▶ _Provided text_
────────────────────────────────────────
In a joint announcement that somehow managed to make the situation sound even more grim, the UN and European Union declared on Monday that human development in Gaza has been set back by a staggering 77 years. The price tag for a decade of recovery and reconstruction? A mere $71.4 billion.
This cheerful figure comes courtesy of the final Gaza Rapid Damage and Needs Assessment (RDNA), a report co-produced with the UN-partnered World Bank. The assessment breaks down the immediate need to $26.3 billion for the first 18 months, just to restore essential services, rebuild critical infrastructure, and support economic recovery.
The physical damage from the full-scale war that erupted after the Hamas-led attacks on southern Israel in October 2023 is estimated at $35.2 billion. An additional $22.7 billion in economic and social losses brings the total to a number that would make even the most optimistic accountant weep. Entire sectors - housing, health, education, commerce, and agriculture - are described as 'devastated.'
The specifics are a masterclass in devastation: over 371,888 housing units destroyed or damaged, more than 50 percent of hospitals non-functional, and nearly all schools destroyed or damaged. The economy, in a bold move, has contracted by 84 percent.
The human cost is just as efficiently catalogued: more than 60 percent of the population has lost their homes, with 1.9 million people displaced, often multiple times. Women, children, persons with disabilities, and those with pre-existing vulnerabilities are noted as bearing the greatest burden. Local authorities report over 71,000 Palestinian fatalities and over 171,000 injured, with many still missing under the rubble.
────────────────────────────────────────
▶ _Input data_

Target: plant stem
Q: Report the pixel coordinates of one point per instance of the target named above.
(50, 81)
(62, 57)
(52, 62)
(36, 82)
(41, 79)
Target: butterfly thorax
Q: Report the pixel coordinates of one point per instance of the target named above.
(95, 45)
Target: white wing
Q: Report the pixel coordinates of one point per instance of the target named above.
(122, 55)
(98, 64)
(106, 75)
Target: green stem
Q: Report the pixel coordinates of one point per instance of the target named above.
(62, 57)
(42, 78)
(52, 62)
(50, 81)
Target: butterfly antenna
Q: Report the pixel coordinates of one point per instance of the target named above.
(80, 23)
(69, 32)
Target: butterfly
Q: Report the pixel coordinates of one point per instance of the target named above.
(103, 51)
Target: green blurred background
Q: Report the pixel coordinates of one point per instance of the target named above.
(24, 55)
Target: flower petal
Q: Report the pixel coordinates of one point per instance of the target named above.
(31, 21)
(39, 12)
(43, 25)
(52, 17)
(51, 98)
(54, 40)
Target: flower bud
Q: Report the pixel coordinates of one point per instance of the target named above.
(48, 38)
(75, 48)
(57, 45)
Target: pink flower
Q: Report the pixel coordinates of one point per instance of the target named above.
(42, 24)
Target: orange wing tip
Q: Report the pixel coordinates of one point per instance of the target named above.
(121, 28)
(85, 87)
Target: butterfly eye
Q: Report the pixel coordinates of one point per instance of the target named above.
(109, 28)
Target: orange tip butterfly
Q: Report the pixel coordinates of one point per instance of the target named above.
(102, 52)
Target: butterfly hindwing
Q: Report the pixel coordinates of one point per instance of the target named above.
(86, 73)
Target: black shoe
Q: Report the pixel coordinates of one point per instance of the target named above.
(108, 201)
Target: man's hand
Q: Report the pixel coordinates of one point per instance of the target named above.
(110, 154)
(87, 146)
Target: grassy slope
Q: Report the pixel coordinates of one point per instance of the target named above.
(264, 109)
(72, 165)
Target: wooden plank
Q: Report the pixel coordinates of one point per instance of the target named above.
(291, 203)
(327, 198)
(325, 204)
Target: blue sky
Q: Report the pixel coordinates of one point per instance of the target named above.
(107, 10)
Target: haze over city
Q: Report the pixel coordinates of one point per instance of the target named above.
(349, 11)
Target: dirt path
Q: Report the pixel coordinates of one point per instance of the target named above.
────────────────────────────────────────
▶ _Work instructions_
• 1. Repeat the Gaza recovery article word for word, starting at "In a joint announcement" and ending at "mere $71.4 billion.".
• 2. Pick up the Gaza recovery article after its last sentence and keep writing.

▶ _Your written answers_
• 1.
In a joint announcement that somehow managed to make the situation sound even more grim, the UN and European Union declared on Monday that human development in Gaza has been set back by a staggering 77 years. The price tag for a decade of recovery and reconstruction? A mere $71.4 billion.

• 2.
The report is intended as the foundation for early recovery planning, stressing that reconstruction must run in parallel with humanitarian action. This framework is aligned with Security Council resolution 2803 (2025), which welcomed the establishment of the Board of Peace led by President Trump as a transitional administration and authorized a temporary International Stabilisation Force (ISF).
In a final note of aspirational bureaucracy, the EU and UN emphasised that recovery should be Palestinian-led, support a transition to the Palestinian Authority, and advance a durable political settlement based on the two-State solution. Planning, they add, should be inclusive, transparent, and accountable, with particular attention to the needs of women, children, the elderly, and persons with disabilities. The assessment concludes by recognising that a set of 'enabling conditions' - a phrase doing a lot of heavy lifting - are essential for any of this to happen.